» **Region annotation items**:
....
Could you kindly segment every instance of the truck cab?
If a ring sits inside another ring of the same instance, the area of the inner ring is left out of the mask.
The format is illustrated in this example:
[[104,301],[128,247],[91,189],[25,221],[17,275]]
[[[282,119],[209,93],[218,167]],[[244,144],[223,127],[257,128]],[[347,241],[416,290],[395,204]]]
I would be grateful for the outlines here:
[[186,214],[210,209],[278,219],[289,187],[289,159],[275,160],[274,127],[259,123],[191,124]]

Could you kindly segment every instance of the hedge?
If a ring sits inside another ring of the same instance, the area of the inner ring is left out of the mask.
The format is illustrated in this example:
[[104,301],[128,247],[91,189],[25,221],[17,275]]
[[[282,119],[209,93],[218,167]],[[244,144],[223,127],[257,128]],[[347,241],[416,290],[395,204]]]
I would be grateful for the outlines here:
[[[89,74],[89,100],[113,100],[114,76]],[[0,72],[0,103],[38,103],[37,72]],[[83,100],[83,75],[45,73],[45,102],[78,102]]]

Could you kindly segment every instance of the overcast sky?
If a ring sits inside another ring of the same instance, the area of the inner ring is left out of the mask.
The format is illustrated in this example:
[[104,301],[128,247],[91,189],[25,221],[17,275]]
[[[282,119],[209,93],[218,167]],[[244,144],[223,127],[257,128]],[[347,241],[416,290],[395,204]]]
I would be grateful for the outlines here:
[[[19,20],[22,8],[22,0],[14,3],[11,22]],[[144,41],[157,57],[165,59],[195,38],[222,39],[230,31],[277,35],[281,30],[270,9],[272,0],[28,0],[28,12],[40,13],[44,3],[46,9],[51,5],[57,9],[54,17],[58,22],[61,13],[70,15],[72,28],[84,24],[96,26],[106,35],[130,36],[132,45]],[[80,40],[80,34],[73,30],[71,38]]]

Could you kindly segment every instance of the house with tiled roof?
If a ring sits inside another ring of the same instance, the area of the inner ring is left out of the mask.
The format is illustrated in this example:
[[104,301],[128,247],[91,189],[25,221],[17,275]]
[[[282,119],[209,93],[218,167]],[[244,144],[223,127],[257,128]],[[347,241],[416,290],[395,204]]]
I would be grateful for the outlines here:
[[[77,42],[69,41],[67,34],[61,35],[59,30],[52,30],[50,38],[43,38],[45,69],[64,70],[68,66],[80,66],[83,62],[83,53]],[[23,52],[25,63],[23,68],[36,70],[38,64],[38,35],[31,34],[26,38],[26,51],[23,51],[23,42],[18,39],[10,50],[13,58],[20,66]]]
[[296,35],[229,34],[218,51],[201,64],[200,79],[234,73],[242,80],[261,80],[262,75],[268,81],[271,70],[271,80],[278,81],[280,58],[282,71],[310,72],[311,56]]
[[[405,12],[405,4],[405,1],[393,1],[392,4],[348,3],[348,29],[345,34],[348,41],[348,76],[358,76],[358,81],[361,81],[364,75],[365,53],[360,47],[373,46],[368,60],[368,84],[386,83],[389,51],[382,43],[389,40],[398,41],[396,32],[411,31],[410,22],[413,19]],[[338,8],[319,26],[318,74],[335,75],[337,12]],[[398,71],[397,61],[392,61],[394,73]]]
....
» **Requirement**:
Copy every item above word for word, with no changes.

» **Exercise answer**:
Could you kindly segment every instance of the truck cab?
If a ring sits inside another ring of the same instance, the area of the inner ring is left out of the mask.
The format is illustrated in this example:
[[104,301],[128,247],[91,189],[25,221],[17,275]]
[[[282,119],[209,93],[218,167]],[[244,144],[223,127],[257,128]],[[347,241],[416,290],[395,204]]]
I would be grateful for the outlines here:
[[186,214],[210,209],[278,219],[289,187],[289,159],[275,160],[274,127],[259,123],[191,124]]

Could you kindly segment every instance of the hedge?
If a ring sits inside another ring of the same instance, the area of the inner ring is left out of the mask.
The format is illustrated in this example:
[[104,301],[128,247],[91,189],[25,221],[17,275]]
[[[282,119],[209,93],[218,167]],[[244,144],[223,127],[257,128]],[[347,241],[416,290],[395,204]]]
I would be grateful for the outlines here:
[[[89,74],[89,100],[113,100],[114,76]],[[0,72],[0,103],[38,103],[37,72]],[[83,100],[83,75],[45,73],[45,102],[78,102]]]

Could you kindly segment every instance of the overcast sky?
If a ring sits inside another ring of the same instance, the area of the inner ring is left out of the mask.
The format is illustrated in this example:
[[104,301],[128,247],[91,189],[25,221],[17,275]]
[[[282,119],[209,93],[218,167]],[[244,144],[223,127],[257,128]],[[347,241],[416,290],[395,204]]]
I would be grateful for the outlines here:
[[[19,20],[22,8],[22,0],[14,3],[11,22]],[[144,41],[157,57],[165,59],[195,38],[222,39],[230,31],[277,35],[281,30],[270,9],[272,0],[28,0],[28,12],[40,13],[44,3],[46,9],[51,5],[57,9],[54,17],[58,22],[61,13],[70,15],[72,28],[84,24],[96,26],[106,35],[130,36],[132,45]],[[80,40],[80,34],[73,30],[71,38]]]

Could you kindly segment every instance of the house with tiled roof?
If a ring sits inside another ring of the same instance, the area of the inner ring is left out of the mask.
The format is illustrated in this example:
[[104,301],[128,247],[91,189],[25,221],[17,275]]
[[[282,119],[209,93],[218,167]],[[244,144],[223,127],[257,128]],[[347,241],[416,290],[395,204]]]
I would be grateful for the outlines here:
[[[77,42],[69,41],[67,34],[61,35],[59,30],[52,30],[50,38],[43,38],[45,69],[64,70],[68,66],[80,66],[83,62],[83,53]],[[23,52],[25,63],[23,68],[36,70],[38,64],[38,35],[31,34],[26,38],[26,51],[23,51],[23,42],[18,39],[10,50],[13,58],[20,66]]]
[[296,35],[229,34],[218,51],[201,64],[200,79],[234,73],[242,80],[261,80],[262,75],[268,81],[271,70],[271,80],[278,81],[280,58],[282,71],[310,72],[311,56]]
[[[405,12],[405,4],[405,1],[393,1],[392,4],[348,3],[348,29],[345,34],[348,41],[348,76],[358,76],[358,81],[361,81],[364,75],[365,53],[360,47],[373,46],[368,60],[368,84],[386,83],[389,51],[382,43],[389,40],[398,41],[396,32],[411,31],[410,22],[413,19]],[[338,8],[319,26],[318,74],[335,75],[337,12]],[[398,71],[397,61],[392,61],[394,73]]]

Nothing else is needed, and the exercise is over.